Supplied entries:
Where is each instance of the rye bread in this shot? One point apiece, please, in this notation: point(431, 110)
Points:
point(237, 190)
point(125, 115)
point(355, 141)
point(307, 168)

Instruction: Express every line of the data above as a Markdown table with two columns, Row and Line text, numbering the rows and skipping any blank lines.

Result for this exercise:
| Row | Line text |
|---|---|
| 1 | Where is each instance of the rye bread in this shot? One point apiece, please, in this notation: point(431, 110) |
| 2 | Points: |
| 3 | point(237, 190) |
| 4 | point(125, 115) |
| 5 | point(355, 141) |
| 6 | point(307, 168) |